— Start —

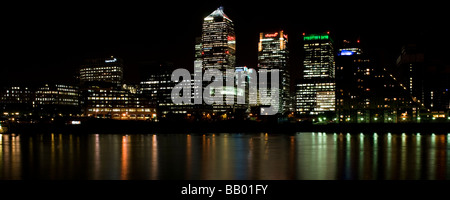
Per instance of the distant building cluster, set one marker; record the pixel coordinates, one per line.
(340, 83)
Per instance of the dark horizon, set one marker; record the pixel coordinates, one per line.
(51, 41)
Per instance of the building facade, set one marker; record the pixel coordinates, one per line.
(315, 93)
(218, 41)
(105, 70)
(274, 54)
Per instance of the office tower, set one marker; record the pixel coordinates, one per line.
(115, 103)
(218, 51)
(105, 70)
(355, 76)
(273, 54)
(15, 101)
(315, 94)
(218, 41)
(57, 100)
(411, 71)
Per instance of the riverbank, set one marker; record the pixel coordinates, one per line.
(139, 127)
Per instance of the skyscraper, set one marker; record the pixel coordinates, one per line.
(219, 50)
(273, 54)
(315, 94)
(107, 70)
(218, 41)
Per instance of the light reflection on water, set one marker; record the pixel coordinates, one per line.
(225, 156)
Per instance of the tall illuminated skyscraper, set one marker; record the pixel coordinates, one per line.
(218, 41)
(315, 94)
(218, 50)
(273, 54)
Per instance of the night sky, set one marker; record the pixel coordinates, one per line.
(48, 41)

— End —

▸ **Task to complete**
Reproduce every row above word for word, leaving out the pictures.

▸ **Written response**
Per instance of the distant building cluster, set one marker; record the pixel coordinates, one per line.
(340, 83)
Per instance of the dark horizon, set one marker; record the pixel coordinates, one per line.
(51, 41)
Per instance of the building facade, set one marker; record the pixel coordinates, one per line.
(315, 93)
(218, 41)
(105, 70)
(274, 54)
Per instance of the office tower, set one marker; record the pixel coordinates, one per line.
(115, 103)
(218, 51)
(105, 70)
(355, 76)
(273, 54)
(15, 101)
(315, 94)
(218, 41)
(57, 100)
(411, 71)
Per instance of the riverbank, set one marker; record the pixel coordinates, one per line.
(139, 127)
Per instance of the skyscraper, set one marker; record the pixel coordinates, one per line.
(219, 50)
(273, 54)
(315, 94)
(107, 70)
(218, 41)
Per instance of the light reflection on water, set one marker; record the pixel coordinates, one per line.
(225, 156)
Per instance of the tall illuminated skyscraper, set one marker; record the pixel coordinates, one per line.
(218, 41)
(315, 94)
(218, 50)
(273, 54)
Per instance of the night sky, set one marker; record the pixel coordinates, one per line.
(48, 41)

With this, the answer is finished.